Start
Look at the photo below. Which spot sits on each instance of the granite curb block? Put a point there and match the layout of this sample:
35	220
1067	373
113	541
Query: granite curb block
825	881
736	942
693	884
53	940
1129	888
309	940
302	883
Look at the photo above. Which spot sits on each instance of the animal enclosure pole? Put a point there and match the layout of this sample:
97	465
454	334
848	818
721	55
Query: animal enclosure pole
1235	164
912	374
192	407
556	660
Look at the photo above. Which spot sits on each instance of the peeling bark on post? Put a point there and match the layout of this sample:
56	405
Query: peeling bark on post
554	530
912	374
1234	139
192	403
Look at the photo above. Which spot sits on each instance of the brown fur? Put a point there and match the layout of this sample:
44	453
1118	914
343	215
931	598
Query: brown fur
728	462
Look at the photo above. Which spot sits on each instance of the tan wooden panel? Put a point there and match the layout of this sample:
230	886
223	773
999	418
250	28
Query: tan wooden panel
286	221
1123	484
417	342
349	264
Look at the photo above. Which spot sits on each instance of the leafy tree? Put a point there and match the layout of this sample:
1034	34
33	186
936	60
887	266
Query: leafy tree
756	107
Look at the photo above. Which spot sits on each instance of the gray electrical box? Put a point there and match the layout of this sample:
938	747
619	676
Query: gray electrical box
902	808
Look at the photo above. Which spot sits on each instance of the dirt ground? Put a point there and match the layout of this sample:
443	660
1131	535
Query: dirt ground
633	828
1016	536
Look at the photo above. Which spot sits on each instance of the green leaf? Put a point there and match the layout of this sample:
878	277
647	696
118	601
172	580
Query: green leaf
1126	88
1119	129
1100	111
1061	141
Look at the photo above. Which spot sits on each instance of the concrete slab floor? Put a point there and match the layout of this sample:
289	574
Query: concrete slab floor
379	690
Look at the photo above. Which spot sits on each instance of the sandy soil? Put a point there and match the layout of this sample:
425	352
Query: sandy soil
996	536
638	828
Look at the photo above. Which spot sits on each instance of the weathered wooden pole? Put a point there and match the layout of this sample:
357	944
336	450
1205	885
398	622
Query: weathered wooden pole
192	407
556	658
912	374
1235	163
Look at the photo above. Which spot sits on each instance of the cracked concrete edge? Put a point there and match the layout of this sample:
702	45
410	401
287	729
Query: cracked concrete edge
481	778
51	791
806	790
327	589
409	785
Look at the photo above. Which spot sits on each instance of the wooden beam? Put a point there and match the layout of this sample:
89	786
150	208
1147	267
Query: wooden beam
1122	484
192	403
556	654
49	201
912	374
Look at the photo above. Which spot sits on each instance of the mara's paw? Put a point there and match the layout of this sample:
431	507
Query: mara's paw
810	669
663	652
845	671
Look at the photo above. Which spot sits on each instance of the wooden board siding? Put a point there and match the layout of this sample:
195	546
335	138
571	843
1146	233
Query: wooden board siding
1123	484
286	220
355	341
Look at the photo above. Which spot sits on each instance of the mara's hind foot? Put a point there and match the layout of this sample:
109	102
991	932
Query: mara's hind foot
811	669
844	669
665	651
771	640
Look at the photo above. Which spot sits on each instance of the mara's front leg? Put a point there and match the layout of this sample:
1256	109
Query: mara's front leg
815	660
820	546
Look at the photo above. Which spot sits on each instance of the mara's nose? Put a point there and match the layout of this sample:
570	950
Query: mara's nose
End
Set exercise: Reproduce every record above verbatim, without changing a single character.

Final result:
Look at the photo below. Which spot sits on each instance of the granite curb block? Put a point there and match the layout of this sample:
35	220
1067	373
113	541
Query: granite curb block
825	881
736	942
693	884
53	940
1129	888
309	940
302	883
Look at the photo above. Which spot sits on each instance of the animal enclosure pole? Put a point there and match the layout of this sample:
97	465
454	334
848	818
721	55
Query: animal enclosure pole
1235	164
912	374
192	407
556	660
Look at the photo above. Which spot sits on each instance of the peeling bark on post? Put a point there and match the layout of this sample:
56	405
Query: peeling bark on post
554	530
912	374
1234	139
192	403
Look at the photo above. Which spot sits on each instance of the brown fur? Put a point there and match the layout of this sample:
44	453
1118	914
343	215
931	598
Query: brown fur
728	462
Look at the photo above. Which spot sits on each instance of the tan wooden panel? Put a point there and match the layout of this sample:
230	886
223	773
999	418
250	28
Query: tan wooden panel
286	221
1123	484
417	342
349	264
Look at the photo above. Which spot sits on each instance of the leafy tree? Put a point there and match the layout of this sample:
1034	34
33	186
936	60
887	266
Query: leafy tree
756	107
Look at the photo above. Which spot sits on each instance of the gray electrical box? Put a point there and match the layout of this sample:
938	747
619	676
Query: gray electrical box
902	808
Look at the photo above. Which spot sits on each instance of the dirt ground? Put a point there and match the layout of this sample:
443	660
1131	535
Query: dirt ground
633	828
1016	536
Look at the photo above. Which spot sits on each instance of the green leaf? Put a point there and match the layout of this sample:
878	277
647	696
118	601
172	580
Query: green leaf
1126	88
1119	129
1100	111
1061	141
Look at the photo above. Which spot sits on each instance of the concrete slab floor? Put a point there and match the layout of this sample:
289	574
Query: concrete slab floor
379	690
Look at the photo above. Which spot sits on each instance of the sandy soil? Put a point there and match the layout of this sample:
425	352
Query: sandy soil
996	536
638	828
Look at the photo above. Which spot sits on each instance of the weathered wooden pole? Put a point there and match the layout of this sample:
357	944
336	450
1205	885
398	622
Query: weathered wooden pole
192	407
556	658
912	374
1235	163
Look at the photo above. Which spot sits on each instance of the cracked concrete edge? Put a point there and match the layout of this sample:
702	45
410	401
287	729
Query: cracked concrete edge
481	778
51	791
806	790
327	589
409	785
Look at the photo above. Which spot sits on each instance of the wooden beam? Put a point there and match the layout of this sample:
89	786
150	208
1147	267
Query: wooden beam
1122	484
192	403
556	654
49	201
912	374
Look at the photo above. Which spot sits on each instance of the mara's paw? Put a point there and match the layout of this sample:
431	507
Query: mara's paw
810	669
663	652
845	671
Look at the photo above. Which spot sits on each instance of the wooden board siding? Put a point there and match the layout of this sample:
195	546
335	138
571	843
1146	233
Query: wooden board siding
1123	484
286	220
355	341
Look at the photo above. Which spot sits on each instance of the mara's hind foot? Put a point there and match the layout of this sample:
109	102
991	932
Query: mara's hind foot
811	669
844	669
665	651
771	640
Look at the photo above. Which spot sits on each instance of the mara's front leg? Put a point there and match the layout of this sample:
1256	109
Query: mara's front leg
815	660
820	546
Look at the photo above. Which spot sits on each instance of the mara's nose? Put a point there and match the layout of this sample:
570	950
Query: mara's nose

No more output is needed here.